[Saved data entries]
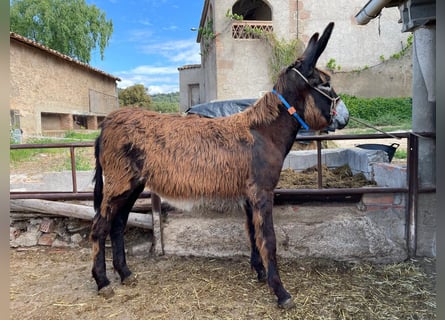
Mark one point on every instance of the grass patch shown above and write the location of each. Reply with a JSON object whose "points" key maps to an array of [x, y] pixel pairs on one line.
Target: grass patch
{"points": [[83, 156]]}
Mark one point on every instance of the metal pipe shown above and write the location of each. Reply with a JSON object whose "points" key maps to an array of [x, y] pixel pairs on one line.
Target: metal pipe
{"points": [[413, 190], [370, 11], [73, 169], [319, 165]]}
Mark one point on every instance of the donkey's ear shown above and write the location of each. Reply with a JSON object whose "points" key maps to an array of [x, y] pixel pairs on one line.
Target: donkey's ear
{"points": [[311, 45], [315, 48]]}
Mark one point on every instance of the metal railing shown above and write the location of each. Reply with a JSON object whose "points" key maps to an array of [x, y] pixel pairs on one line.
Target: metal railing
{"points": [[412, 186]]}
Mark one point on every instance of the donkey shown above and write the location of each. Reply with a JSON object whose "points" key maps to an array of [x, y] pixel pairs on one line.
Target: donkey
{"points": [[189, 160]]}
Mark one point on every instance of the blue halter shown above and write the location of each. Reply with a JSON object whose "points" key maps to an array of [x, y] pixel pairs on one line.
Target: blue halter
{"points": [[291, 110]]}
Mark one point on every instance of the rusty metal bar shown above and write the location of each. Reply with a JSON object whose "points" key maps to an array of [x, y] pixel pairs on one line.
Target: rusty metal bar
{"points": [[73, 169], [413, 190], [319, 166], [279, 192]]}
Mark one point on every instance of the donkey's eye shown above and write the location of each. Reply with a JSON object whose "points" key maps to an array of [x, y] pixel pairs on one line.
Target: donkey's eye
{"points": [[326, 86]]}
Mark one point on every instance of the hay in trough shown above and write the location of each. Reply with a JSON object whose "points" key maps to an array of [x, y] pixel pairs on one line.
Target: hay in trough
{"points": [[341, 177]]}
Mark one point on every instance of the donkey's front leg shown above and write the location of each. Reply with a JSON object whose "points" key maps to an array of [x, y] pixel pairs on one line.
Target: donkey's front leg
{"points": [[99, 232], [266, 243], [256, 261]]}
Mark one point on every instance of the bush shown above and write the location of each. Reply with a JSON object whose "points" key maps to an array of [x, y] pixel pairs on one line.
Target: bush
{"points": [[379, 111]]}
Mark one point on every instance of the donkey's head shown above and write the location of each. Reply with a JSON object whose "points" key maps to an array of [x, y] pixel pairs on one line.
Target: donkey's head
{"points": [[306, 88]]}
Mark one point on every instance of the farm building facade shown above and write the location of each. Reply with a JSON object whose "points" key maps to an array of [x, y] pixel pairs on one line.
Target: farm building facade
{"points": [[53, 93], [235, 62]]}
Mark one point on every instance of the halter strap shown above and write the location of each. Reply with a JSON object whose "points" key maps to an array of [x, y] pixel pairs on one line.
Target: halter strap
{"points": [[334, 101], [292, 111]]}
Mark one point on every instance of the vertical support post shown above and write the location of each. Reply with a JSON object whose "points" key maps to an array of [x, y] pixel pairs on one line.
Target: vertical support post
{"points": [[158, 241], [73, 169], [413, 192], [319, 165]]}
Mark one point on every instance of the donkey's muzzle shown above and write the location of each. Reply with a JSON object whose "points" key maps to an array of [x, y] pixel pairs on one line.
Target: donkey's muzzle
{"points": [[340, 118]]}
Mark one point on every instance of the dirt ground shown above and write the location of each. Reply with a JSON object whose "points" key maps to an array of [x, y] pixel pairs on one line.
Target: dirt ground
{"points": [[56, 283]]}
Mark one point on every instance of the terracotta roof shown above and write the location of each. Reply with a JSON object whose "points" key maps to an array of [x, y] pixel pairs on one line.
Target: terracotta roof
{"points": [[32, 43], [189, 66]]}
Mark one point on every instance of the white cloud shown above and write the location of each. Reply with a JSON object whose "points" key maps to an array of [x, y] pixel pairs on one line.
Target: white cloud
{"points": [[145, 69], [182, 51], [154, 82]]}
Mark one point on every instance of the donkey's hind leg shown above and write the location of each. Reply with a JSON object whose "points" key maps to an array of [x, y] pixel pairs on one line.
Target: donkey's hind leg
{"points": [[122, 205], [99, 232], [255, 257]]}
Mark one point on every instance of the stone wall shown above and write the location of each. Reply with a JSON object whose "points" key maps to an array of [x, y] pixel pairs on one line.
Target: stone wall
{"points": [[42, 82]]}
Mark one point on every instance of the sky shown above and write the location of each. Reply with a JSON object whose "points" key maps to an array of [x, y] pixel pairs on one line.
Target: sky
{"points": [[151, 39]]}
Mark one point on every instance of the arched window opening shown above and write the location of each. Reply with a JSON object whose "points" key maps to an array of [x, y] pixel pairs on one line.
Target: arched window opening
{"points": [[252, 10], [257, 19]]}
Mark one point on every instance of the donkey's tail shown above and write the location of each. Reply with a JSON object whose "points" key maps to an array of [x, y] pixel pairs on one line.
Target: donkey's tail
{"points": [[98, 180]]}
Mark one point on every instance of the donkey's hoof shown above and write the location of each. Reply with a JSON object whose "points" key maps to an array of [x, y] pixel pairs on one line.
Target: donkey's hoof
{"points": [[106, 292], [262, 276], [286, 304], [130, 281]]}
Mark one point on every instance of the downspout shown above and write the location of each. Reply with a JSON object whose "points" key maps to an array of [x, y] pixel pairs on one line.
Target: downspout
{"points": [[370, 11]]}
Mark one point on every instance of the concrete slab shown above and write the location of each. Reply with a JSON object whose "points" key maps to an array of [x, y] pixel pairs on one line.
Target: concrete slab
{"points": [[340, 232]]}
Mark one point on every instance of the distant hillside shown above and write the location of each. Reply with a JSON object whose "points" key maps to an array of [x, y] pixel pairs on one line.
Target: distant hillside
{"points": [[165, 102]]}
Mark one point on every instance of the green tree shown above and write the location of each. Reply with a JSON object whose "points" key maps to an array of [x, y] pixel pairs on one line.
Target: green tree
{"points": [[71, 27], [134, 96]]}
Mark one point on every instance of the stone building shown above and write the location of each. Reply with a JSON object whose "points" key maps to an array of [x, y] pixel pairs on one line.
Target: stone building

What you need to do:
Extract, word for word, the stretch of lines from the one containing "Mark one point on every instance of the green" through the last line.

Solution:
Mark one point on every instance of the green tree shown above and write the location of each. Reply with a JSON object whose "points" key maps to an array of [x, y] pixel pairs on one line.
Target: green tree
{"points": [[71, 27], [134, 96]]}
Mark one point on every instance of the stone building shown above and write the location of each. Reply with a JSON object whose "points" key maps to an array of [x, y] pixel pairs on one line.
Target: stone building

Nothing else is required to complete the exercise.